Extract the full listing below without altering a single character.

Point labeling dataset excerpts
|---|

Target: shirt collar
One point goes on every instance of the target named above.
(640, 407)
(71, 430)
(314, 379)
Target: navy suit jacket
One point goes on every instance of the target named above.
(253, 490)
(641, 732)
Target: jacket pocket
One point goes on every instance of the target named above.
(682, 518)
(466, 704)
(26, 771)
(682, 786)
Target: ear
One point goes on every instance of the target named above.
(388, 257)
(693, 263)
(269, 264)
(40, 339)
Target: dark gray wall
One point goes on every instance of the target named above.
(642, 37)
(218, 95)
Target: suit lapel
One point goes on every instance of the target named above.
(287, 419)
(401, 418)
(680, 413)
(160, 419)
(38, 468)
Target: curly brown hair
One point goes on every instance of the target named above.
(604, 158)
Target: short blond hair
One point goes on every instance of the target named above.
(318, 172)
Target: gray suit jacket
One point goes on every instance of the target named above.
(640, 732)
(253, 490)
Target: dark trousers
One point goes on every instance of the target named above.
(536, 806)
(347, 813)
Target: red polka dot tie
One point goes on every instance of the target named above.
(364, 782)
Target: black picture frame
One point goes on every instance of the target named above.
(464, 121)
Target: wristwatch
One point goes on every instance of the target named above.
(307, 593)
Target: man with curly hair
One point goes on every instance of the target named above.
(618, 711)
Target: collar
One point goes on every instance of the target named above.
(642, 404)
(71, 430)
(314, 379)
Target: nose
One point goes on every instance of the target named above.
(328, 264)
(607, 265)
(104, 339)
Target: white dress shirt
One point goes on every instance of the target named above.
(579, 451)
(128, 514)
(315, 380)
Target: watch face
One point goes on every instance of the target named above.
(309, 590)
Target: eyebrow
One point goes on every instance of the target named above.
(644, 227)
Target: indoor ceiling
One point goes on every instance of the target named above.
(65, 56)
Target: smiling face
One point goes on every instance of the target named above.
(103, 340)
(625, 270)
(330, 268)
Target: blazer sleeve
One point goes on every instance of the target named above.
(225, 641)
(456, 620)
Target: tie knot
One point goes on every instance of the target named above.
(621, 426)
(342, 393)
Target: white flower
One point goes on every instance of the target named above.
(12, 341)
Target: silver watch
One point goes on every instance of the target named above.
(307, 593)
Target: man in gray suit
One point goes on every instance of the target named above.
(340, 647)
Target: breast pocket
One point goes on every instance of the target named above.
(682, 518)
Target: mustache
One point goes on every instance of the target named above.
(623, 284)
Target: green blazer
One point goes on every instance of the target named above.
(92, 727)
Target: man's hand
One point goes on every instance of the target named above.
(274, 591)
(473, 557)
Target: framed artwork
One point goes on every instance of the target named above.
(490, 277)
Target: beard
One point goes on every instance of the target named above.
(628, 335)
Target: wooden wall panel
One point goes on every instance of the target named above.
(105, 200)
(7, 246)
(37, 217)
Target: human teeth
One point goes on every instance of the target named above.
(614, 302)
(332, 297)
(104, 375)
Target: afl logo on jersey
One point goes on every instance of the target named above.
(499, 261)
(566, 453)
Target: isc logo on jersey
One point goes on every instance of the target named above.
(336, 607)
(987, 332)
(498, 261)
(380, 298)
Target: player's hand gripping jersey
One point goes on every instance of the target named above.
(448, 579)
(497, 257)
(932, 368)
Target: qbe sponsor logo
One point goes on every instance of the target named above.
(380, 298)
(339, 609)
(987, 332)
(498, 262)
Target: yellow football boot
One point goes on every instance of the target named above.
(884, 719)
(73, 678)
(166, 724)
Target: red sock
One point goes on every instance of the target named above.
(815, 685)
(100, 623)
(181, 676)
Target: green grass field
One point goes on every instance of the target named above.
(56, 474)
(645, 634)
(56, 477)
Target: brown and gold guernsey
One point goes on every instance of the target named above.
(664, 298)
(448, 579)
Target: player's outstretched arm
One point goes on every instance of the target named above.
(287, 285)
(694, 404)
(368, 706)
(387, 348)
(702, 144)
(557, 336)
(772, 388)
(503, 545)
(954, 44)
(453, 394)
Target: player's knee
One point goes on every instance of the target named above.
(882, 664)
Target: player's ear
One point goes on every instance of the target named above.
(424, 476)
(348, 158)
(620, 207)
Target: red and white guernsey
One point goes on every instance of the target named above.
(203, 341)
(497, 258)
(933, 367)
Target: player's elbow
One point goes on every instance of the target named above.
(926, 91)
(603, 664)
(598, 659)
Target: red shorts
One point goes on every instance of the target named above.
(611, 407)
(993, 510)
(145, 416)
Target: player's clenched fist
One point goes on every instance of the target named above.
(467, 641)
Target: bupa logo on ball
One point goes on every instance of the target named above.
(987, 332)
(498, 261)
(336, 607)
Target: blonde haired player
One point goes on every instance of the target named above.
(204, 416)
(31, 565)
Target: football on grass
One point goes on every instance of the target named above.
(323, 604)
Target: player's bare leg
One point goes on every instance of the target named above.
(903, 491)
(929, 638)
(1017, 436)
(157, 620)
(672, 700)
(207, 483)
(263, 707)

|---|

(RESPONSE TO THE TASK):
Target: shirt collar
One point goes on every instance of the target named above.
(640, 407)
(71, 430)
(314, 379)
Target: navy suit jacket
One point goes on every instance of the target named above.
(253, 490)
(641, 732)
Target: jacket pocket
One point goes on every instance of the target named above.
(682, 518)
(466, 704)
(26, 771)
(682, 786)
Target: ear
One point goes on every instance of the target named above.
(388, 257)
(693, 263)
(269, 264)
(40, 339)
Target: dark gray wall
One point goes on every instance of the target named above.
(642, 37)
(218, 95)
Target: suit lapel
One point goes on every instance of the target named above.
(287, 419)
(401, 418)
(680, 413)
(160, 419)
(38, 468)
Target: curly brown hair
One point goes on every instance of the target named above.
(604, 158)
Target: short blond hair
One point goes on every instance of the target named above.
(318, 172)
Target: gray suit jacket
One point goes on every instance of the target named above.
(640, 732)
(253, 490)
Target: dark trousers
One point goes on every instance of the target named above.
(536, 806)
(347, 813)
Target: red polka dot tie
One point goes on every instance of the target named above.
(364, 782)
Target: black picture frame
One point goes on every instance of the target named above.
(464, 121)
Target: wristwatch
One point goes on every instance of the target named above.
(307, 593)
Target: man with curly hair
One point goes on every instance of the target named above.
(618, 711)
Target: collar
One point goes on every instance of the target named above.
(642, 404)
(71, 430)
(314, 379)
Target: nose
One point goes on every instance of the target named above.
(328, 264)
(607, 265)
(104, 339)
Target: white dress shirt
One point goes on every instance of the target named above.
(579, 451)
(128, 514)
(315, 380)
Target: watch face
One point goes on every instance of the target named above.
(309, 590)
Target: eyebrow
One point goes on every instance of the target named above.
(644, 227)
Target: indoor ceiling
One point goes on every instance of the target named above.
(65, 56)
Target: smiling face
One point goes on every instance of the target named above.
(103, 340)
(625, 270)
(330, 268)
Target: blazer sleeve
One point goes on every instance of the target named above.
(225, 641)
(456, 620)
Target: tie knot
One point goes on every instance of the target named above.
(621, 426)
(342, 393)
Target: white flower
One point goes on every instance of the target named above.
(12, 341)
Target: silver watch
One point goes on every instance of the target named above.
(307, 593)
Target: man in gray suit
One point goes on every instance of the target named above.
(340, 647)
Target: breast pocket
One point goes on every instance of the target named above.
(682, 518)
Target: mustache
One point goes on every instance of the target named above.
(623, 284)
Target: green blazer
One point goes on every instance of the target named above.
(92, 727)
Target: man's hand
One point goes on every instance of the target named above.
(274, 591)
(473, 557)
Target: framed artwork
One point goes on every instance of the target named above.
(490, 277)
Target: beard
One point goes on every instance of the target named above.
(628, 335)
Target: wooden wall panel
One point goes on every instance of the target named above.
(105, 200)
(7, 246)
(37, 217)
Target: human teeth
One point goes on every instance of the target named above.
(614, 302)
(332, 297)
(104, 375)
Target: afl logo on jersey
One point goes on every instance of the target named above.
(499, 261)
(566, 453)
Target: isc logo on jersey
One point goes on every instance of the target named above.
(336, 607)
(987, 332)
(498, 261)
(380, 298)
Target: player's hand gripping jersey
One point goes on every instance of the target named above.
(448, 579)
(497, 257)
(932, 368)
Target: qbe sponsor logo
One point goes on every instance of the target named above.
(380, 298)
(339, 609)
(987, 332)
(498, 262)
Target: yellow football boot
One point goes on every instance of the target named above.
(884, 719)
(73, 678)
(166, 724)
Target: red sock
One point goes on every instance of the target named above.
(815, 685)
(100, 623)
(181, 676)
Target: green grass field
One point goes on every instance of the target named above.
(56, 474)
(645, 634)
(56, 477)
Target: brown and gold guernsey
One point goes on every instance of the target named above.
(664, 298)
(448, 579)
Target: player's outstretched arm
One point goes on every instance of the target named above.
(287, 285)
(694, 404)
(368, 706)
(387, 348)
(702, 144)
(557, 336)
(772, 388)
(503, 545)
(954, 44)
(453, 394)
Target: player's knee
One point goes on every instance of the target named above.
(882, 664)
Target: player's ear
One point goes on every instance of the target named above.
(424, 476)
(348, 158)
(620, 207)
Target: red and white guernsey
One point goes on every instance of the target named above.
(203, 341)
(497, 258)
(933, 367)
Target: player's elbow
One point goes on every instance of the target named above.
(926, 91)
(603, 664)
(598, 659)
Target: red shorts
One point goes on every instance of the target named above.
(611, 407)
(993, 510)
(145, 416)
Target: player's clenched fist
One point goes on every instance of the target named above.
(467, 641)
Target: bupa logo on ball
One point goes on every instance of the target named above.
(987, 332)
(498, 261)
(336, 607)
Target: blonde haired player
One point goes on every instance of the target named above.
(204, 416)
(31, 565)
Target: football on grass
One point goes on every instance of the target named above.
(323, 604)
Target: player's bare leg
One point goes on every instance of the target named above.
(903, 491)
(929, 638)
(1017, 436)
(157, 620)
(672, 700)
(207, 483)
(263, 707)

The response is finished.